┌──

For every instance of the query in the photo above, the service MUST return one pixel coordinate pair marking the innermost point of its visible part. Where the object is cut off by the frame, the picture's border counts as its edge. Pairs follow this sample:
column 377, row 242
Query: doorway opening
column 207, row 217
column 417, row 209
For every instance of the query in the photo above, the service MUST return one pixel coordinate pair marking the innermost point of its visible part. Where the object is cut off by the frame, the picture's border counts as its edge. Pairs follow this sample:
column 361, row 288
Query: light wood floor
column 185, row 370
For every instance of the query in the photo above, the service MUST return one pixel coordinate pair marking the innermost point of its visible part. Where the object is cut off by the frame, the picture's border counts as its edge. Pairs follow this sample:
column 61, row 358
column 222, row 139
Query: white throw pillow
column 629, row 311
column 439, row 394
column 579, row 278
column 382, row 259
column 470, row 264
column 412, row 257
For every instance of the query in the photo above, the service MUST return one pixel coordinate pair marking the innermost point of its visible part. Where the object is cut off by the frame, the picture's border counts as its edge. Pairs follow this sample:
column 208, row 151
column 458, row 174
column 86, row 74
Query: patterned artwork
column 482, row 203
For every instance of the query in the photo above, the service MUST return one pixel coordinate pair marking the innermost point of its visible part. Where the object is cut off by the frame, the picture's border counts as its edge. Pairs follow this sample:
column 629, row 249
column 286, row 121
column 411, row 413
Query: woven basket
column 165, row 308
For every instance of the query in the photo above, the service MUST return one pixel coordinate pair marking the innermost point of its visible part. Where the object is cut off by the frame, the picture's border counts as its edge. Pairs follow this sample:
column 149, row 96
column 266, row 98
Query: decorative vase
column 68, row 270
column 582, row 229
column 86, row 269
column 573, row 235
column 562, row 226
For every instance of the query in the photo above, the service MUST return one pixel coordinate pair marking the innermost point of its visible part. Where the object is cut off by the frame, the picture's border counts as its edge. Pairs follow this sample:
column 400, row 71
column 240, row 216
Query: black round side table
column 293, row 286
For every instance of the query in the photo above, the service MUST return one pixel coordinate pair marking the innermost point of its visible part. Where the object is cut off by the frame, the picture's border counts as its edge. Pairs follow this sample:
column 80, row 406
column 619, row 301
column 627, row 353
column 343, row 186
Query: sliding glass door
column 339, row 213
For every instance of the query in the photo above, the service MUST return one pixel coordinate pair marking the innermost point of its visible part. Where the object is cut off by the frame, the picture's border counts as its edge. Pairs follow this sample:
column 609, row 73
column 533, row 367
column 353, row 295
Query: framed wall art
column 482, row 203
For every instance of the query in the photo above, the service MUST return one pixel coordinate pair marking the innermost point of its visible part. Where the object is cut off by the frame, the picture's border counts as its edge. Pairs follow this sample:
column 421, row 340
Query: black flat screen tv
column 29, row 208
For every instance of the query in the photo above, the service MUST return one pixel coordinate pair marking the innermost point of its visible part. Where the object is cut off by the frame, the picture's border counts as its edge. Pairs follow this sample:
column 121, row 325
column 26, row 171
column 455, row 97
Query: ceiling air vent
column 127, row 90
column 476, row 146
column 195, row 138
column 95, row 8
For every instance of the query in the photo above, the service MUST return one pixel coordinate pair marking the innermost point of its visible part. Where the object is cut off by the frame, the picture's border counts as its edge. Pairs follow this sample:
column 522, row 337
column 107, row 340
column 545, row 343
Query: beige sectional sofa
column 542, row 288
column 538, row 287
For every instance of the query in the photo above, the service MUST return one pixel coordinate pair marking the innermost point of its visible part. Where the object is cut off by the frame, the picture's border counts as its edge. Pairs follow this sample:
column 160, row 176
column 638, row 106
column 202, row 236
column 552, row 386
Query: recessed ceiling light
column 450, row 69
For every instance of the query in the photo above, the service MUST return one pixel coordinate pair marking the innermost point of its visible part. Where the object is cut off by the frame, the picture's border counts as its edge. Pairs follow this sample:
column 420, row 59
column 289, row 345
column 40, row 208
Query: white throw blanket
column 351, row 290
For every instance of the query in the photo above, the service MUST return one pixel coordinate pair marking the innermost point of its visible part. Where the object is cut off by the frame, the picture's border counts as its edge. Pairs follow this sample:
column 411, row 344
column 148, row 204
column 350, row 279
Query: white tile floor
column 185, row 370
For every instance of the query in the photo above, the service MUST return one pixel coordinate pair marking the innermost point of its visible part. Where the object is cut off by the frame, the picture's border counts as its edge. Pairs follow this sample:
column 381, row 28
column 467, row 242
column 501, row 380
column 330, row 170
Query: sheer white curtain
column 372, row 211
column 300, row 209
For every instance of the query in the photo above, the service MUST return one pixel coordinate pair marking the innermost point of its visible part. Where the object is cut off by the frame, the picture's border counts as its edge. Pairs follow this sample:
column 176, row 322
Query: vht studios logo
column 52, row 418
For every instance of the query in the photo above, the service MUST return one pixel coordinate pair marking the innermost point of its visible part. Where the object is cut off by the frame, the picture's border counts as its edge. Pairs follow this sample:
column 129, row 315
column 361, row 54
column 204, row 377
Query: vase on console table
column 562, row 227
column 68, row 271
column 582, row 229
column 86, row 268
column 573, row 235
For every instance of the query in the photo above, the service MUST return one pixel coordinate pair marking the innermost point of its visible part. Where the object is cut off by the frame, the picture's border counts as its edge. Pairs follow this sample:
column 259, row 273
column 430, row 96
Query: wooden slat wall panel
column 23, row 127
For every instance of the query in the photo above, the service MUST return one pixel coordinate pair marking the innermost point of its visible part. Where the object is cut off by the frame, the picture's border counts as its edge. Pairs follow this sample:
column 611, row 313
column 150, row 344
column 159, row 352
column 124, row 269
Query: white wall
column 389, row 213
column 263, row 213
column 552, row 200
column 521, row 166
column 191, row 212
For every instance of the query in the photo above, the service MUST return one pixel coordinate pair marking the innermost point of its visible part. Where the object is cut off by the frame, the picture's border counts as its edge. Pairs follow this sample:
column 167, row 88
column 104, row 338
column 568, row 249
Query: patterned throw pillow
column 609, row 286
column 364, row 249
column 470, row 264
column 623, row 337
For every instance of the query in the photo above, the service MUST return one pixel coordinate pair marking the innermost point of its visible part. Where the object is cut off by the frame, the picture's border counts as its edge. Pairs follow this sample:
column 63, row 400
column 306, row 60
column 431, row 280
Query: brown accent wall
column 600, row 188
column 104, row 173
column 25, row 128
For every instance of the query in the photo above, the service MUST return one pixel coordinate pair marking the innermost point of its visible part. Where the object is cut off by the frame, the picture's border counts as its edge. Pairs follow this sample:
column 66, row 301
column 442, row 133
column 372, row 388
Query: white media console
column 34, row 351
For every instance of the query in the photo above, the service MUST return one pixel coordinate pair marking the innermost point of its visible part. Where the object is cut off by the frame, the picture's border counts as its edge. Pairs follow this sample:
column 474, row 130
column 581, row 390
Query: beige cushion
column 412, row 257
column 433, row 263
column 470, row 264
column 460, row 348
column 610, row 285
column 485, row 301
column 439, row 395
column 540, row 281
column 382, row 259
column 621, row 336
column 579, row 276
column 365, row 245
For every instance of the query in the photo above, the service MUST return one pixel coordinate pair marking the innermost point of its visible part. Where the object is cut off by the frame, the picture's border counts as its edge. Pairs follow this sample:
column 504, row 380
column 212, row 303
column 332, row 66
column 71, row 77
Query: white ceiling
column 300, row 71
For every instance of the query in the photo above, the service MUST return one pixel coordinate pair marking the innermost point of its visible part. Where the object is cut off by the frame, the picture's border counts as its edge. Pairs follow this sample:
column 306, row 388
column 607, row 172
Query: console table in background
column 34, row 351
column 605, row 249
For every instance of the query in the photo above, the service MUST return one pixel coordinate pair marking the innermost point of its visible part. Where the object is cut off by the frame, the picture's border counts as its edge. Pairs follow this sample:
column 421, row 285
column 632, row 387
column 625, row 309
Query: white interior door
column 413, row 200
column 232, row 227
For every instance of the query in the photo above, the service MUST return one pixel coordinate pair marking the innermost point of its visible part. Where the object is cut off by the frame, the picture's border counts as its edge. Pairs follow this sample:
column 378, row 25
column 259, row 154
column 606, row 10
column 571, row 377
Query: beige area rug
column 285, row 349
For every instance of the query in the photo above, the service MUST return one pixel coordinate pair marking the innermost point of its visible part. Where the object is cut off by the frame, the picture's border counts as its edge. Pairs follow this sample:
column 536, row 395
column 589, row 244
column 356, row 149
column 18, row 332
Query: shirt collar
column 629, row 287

└──

* TASK DETAILS *
Take the line that contains "Query: white interior door" and every line after it through the end of the listing above, and repeat them exactly.

* ANSWER *
Query: white interior door
column 413, row 200
column 232, row 227
For every instance of the query in the photo above, the service MUST return one pixel coordinate pair marking the innermost point of its visible part. Where the object is cut off by the frame, the picture's border counts as its edge. Pairs follow this sample:
column 378, row 25
column 259, row 154
column 606, row 10
column 571, row 377
Query: beige area rug
column 285, row 349
For every instance of the query in the photo above, the service MUST return one pixel coordinate pair marking the innermost point of its visible part. Where the object is cut off by the frame, the picture's border counts as its edge. Pairs follow this sample:
column 536, row 395
column 589, row 244
column 356, row 149
column 18, row 332
Query: shirt collar
column 629, row 287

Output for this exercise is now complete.